Instructions for the task
Reproduce the data below word for word, with every line included and unchanged.

Data drawn from a collection
┌──
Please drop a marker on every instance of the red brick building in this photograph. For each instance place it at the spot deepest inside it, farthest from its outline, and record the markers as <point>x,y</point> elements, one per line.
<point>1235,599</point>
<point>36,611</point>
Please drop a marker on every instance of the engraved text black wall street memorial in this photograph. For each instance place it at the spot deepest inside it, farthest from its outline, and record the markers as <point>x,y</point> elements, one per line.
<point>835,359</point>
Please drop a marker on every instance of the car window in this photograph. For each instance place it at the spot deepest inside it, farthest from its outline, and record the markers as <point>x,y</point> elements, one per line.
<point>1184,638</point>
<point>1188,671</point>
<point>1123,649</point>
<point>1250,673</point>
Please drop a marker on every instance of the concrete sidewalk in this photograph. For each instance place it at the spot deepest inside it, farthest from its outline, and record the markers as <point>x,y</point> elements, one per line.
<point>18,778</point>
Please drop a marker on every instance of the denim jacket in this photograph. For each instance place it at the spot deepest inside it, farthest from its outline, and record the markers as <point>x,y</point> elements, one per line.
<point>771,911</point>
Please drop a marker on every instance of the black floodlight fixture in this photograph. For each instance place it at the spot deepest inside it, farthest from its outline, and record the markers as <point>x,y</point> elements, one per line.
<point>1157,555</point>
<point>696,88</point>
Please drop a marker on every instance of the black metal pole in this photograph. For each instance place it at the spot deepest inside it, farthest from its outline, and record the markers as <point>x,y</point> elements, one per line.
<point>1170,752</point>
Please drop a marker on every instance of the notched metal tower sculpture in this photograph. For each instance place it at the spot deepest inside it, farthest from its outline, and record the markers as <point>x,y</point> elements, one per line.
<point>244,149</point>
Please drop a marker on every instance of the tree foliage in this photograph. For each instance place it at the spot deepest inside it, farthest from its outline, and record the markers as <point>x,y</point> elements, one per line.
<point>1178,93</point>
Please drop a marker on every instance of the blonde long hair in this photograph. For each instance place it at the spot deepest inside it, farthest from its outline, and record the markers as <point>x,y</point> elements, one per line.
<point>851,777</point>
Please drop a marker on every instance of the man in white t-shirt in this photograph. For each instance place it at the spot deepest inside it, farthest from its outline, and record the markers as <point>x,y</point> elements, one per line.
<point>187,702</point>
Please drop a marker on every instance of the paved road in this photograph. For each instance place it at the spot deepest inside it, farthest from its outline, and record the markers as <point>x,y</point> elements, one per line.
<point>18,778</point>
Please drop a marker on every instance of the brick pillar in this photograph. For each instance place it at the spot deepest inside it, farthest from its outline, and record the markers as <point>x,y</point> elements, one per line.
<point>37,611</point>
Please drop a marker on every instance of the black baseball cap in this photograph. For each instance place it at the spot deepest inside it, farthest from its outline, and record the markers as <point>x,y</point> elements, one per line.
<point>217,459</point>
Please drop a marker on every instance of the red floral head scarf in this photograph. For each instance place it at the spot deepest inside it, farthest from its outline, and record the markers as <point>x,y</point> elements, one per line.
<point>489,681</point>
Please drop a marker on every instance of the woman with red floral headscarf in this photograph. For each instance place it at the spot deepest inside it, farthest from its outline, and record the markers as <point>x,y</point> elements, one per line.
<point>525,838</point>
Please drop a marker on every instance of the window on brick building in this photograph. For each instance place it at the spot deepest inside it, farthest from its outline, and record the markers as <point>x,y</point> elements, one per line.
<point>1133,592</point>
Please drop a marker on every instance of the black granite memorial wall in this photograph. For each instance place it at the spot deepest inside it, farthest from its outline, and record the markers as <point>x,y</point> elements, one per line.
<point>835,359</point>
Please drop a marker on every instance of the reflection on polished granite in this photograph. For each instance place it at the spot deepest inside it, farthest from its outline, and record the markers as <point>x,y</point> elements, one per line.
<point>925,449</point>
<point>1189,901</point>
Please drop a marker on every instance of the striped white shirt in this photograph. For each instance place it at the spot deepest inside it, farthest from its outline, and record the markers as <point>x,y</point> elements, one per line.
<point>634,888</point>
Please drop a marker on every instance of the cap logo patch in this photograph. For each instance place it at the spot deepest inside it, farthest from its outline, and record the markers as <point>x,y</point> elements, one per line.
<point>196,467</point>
└──
Result for this task
Please drop a marker on every instance of the red brick building in this photograph. For each instance place it at the spot deepest inside it, farthest from its outline, and record the markers as <point>x,y</point> elements, one per line.
<point>1235,599</point>
<point>36,611</point>
Please drop a marker on every instance of the engraved text black wall street memorial in this photograph. For each instance place it at the spot deepest inside it, farthest from its outline, and record the markers as <point>x,y</point> elements, one per line.
<point>835,359</point>
Please drop a marker on every instance of the car window in this photograph. For each instance place it at the spot deepest inside it, farthest from its outline, and record the markers as <point>x,y</point> elements, one per line.
<point>1184,638</point>
<point>1188,671</point>
<point>1123,649</point>
<point>1250,673</point>
Please drop a marker on every instance of the concrete sidewalk in this photograph. For each instance place it at the spot deepest inside it, farthest from its outline, and record the markers as <point>x,y</point> elements, one per line.
<point>18,778</point>
Please drop a marker on every instance of the denim jacket in this photograph. For each instance place it at the spot deepest inside it, farthest from its outline, and record the markers as <point>x,y</point> elements, one per line.
<point>771,911</point>
Please drop a marker on every instance of the black floodlight fixture in this photograph. For each instance place it at the spot deepest inside it, farthest from its outline, and record the markers as <point>x,y</point> elements, one per line.
<point>1157,555</point>
<point>696,88</point>
Please drop a marker on every instance of the black metal pole in this photograph. For each instance place it at the spot deepest inside it, farthest from its outline, and record the markers as <point>x,y</point> elements, one per line.
<point>1170,752</point>
Please drop a marker on every instance of the notched metal tower sculpture in this photograph. For each instance place it at the spot deepest inside it, farthest from its outline, and record the markers as <point>x,y</point> elements, one per line.
<point>244,149</point>
Please drop a marker on every instance of the tree foliage in this photograph. For each instance place it at the spot deepest inside it, farthest from its outline, and record the markers as <point>x,y</point> elements, one per line.
<point>1178,93</point>
Please drop a marker on every instance of the blonde long hair in this photograph. For each instance place it at the spot deepest inside it, farthest from its outline, and record the markers as <point>x,y</point> elements, one per line.
<point>851,777</point>
Please drop a marker on every instance of the man in white t-shirt in this photograph. For each instance place it at the spot deepest inside it, farthest from its outline, and record the markers as <point>x,y</point> elements, one per line.
<point>187,702</point>
Please drop a marker on every instance of the paved road in this photograph. For each instance place it at the spot deepest inside it, farthest from its outline, and record the markers as <point>x,y</point> elements, one per line.
<point>18,778</point>
Please drop a marker on every instance of the brick pillar in this photograph. For each instance place it at the spot deepest inside it, farthest from its outline, and record the markers as <point>x,y</point> elements, one per line.
<point>37,611</point>
Please drop a marker on every instance of the black baseball cap in this photograph. For each instance place it at the spot deepest inside it, farthest from its outline, and record the markers as <point>x,y</point> elements, one per line.
<point>217,459</point>
Please drop a marker on every instance of the red floral head scarf in this photograph. For each instance place it at the spot deepest inside it, farthest from its outline, and record the markers as <point>x,y</point> elements, one per line.
<point>489,681</point>
Please drop a marker on every instance of the woman with red floral headscarf in this photograph. For each instance place it at the spot deepest inside it, farthest from its outline, and record the markers as <point>x,y</point> elements, one per line.
<point>525,838</point>
Please drop a marker on every instance of the window on brick building in this photograph. For each instance place it at the spot deepest inside it, farthest from its outline, and record the markers as <point>x,y</point> elements, one per line.
<point>1133,592</point>
Please drop a marker on every instance of the black granite memorial wall in this photograph. For each instance place it at the spot deepest inside it, farthest from its outline, and record the markers as <point>x,y</point> elements, one per line.
<point>835,359</point>
Please drop a marker on every instance of the reflection on polished granite in this photograph. For each instance place it at the spot deepest inside it, farthest from its outline, and record the markers as <point>x,y</point> elements, one per line.
<point>925,449</point>
<point>1189,901</point>
Please drop a marker on every instance of the striped white shirt in this photograph. For each instance place it at the spot deepest inside it, farthest from its outline, and record the markers as <point>x,y</point> elements, one per line.
<point>634,888</point>
Please drop a marker on every instance of the cap logo patch in this photograph. For each instance place it at the spot deepest inside it, farthest from its outline, and record the markers as <point>x,y</point> elements, one per line.
<point>196,467</point>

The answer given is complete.